**ZITIERTER TEXT:**

Aus VG Dresden 2. Kammer am 1.10.1992, Az: 2 K 1268/92
1. Die im pflichtgemäßen Ermessen der Versammlungsbehörde stehende Beschränkung der in Art. 8 Abs 1 GG gewährleisteten Versammlungsfreiheit durch die Erteilung von Auflagen bis hin zur Untersagung setzt eine unmittelbare Gefährdung der öffentlichen Sicherheit und Ordnung voraus. Sie verlangt eine Gefahrenprognose durch die Behörde, die nach dem Gesetzeswortlaut auf "erkennbaren Umständen", also auf Tatsachen, Sachverhalten und sonstigen Einzelheiten beruhen muß. Bloßer Verdacht oder Vermutungen reichen nicht aus.

Aus VG Sigmaringen 5. Kammer am 15.2.1989, Az: 5 K 1305/87
Die Genehmigung einer Versammlung unter freiem Himmel unter der modifizierenden Auflage, diese an einen anderen Veranstaltungsort zu verlegen, welcher aber aufgrund tatsächlicher örtlicher Gegebenheiten dafür ungeeignet ist, stellt sich rechtlich als ein mit einer bestimmten Zusicherung verbundenes Verbot dieser Versammlung dar. Verkennt die Behörde die Rechtsnatur dieser Maßnahme, so sind ihre Ermessensüberlegungen fehlerhaft.

Aus: VGH München 21. Senat am 11.1.1984, Az: 21 B 83 A.2250
  1. Auflagen zum Schutz des Straßenverkehrs für eine Demonstration sind nur möglich, soweit dadurch dessen Beeinträchtigung auf ein erträgliches Ausmaß reduziert werden soll; das Gebot, jede Beeinträchtigung zu vermeiden, verlangt etwas Unmögliches und ist deshalb rechtswidrig.
  2. Ein Demonstrationsverbot zu Gunsten des Straßenverkehrs ist nur in äußerst gravierenden Notfällen und nur dann zulässig, wenn ein völliger Zusammenbruch des Fahrverkehrs droht, der nicht durch rechtzeitige Umleitungen verhindert werden kann, und es den Demonstranten zumutbar erscheint, hierauf Rücksicht zu nehmen. Dieser Verkehrszusammenbruch darf nicht durch geeignete Auflagen gegenüber dem Demonstrationszug abgemildert werden können.

Aus dem Fraport-Urteil des BVerfG, 1 BvR 699/06 vom 22.2.2011
Für das Vorliegen der „unmittelbaren“ Gefährdung bedarf es einer konkreten Gefahrenprognose. Bloße Belästigungen Dritter, die sich aus der Gruppenbezogenheit der Grundrechtsausübung ergeben und sich ohne Nachteile für den Versammlungszweck nicht vermeiden lassen, reichen hierfür nicht. Sie müssen in der Regel hingenommen werden.


Überwachen und Bespitzeln
  • Urteil in Göttingen: Polizeispitzel dürfen in Niedersachsen nicht mehr unerkannt in Demos agieren (NDR, 7.11.2013)

**GESPEICHERTE DATEN:**
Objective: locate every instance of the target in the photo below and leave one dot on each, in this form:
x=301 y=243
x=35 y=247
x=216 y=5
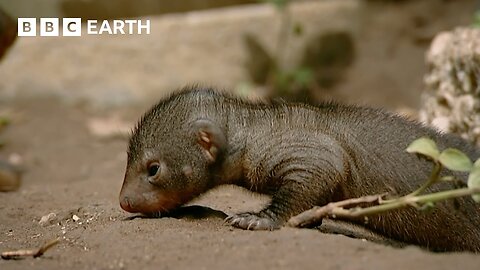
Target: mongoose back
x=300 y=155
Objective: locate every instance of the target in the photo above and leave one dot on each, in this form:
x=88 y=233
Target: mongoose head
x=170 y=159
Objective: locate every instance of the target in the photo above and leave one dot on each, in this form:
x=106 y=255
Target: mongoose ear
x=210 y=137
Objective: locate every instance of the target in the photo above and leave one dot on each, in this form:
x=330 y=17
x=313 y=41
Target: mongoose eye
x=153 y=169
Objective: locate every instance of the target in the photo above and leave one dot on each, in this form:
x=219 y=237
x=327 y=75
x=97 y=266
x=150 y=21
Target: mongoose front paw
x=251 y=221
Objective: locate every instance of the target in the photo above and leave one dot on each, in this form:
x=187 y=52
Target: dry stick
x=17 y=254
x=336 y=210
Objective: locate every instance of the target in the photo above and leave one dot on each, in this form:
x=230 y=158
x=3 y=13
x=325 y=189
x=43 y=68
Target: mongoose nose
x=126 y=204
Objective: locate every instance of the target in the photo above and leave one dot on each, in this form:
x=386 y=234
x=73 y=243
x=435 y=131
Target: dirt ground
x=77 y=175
==
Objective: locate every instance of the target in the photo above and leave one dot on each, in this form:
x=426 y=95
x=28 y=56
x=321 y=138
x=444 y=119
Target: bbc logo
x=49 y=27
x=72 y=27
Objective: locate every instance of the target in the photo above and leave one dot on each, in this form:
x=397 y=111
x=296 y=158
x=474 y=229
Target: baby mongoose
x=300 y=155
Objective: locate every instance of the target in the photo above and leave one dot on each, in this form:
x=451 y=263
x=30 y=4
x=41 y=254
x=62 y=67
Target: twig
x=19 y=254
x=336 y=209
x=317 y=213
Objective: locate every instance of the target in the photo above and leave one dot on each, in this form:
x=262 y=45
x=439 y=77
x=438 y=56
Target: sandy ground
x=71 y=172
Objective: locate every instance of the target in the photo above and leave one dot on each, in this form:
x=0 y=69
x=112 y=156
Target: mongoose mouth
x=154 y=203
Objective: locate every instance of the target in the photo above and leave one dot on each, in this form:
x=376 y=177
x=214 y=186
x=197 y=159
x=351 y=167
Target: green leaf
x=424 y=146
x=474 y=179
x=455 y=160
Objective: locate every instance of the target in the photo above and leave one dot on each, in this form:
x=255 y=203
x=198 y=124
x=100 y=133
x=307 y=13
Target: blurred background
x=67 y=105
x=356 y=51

**AUFGABE 1:**
Beantworten Sie anhand der Urteilsauszüge zum Versammlungsrecht:
(a) Was reicht nach dem Auszug des VG Dresden für die Gefahrenprognose nicht aus?
(b) Welches Aktenzeichen trägt die Entscheidung des VG Sigmaringen?
(c) An welchem Tag erging das Fraport-Urteil des BVerfG?
**AUFGABE 2:** Schreiben Sie aus den Urteilsauszügen zum Versammlungsrecht die Stelle ab, die mit „Aus: VGH München“ beginnt und bis einschließlich „ist deshalb rechtswidrig.“ reicht.
Die Datensätze stammen aus einer anderen Quelle.

**ANTWORT 1:**
(a) Bloßer Verdacht oder Vermutungen.
(b) 5 K 1305/87.
(c) Am 22.2.2011.

**ANTWORT 2:**
Aus: VGH München 21. Senat am 11.1.1984, Az: 21 B 83 A.2250
  1. Auflagen zum Schutz des Straßenverkehrs für eine Demonstration sind nur möglich, soweit dadurch dessen Beeinträchtigung auf ein erträgliches Ausmaß reduziert werden soll; das Gebot, jede Beeinträchtigung zu vermeiden, verlangt etwas Unmögliches und ist deshalb rechtswidrig.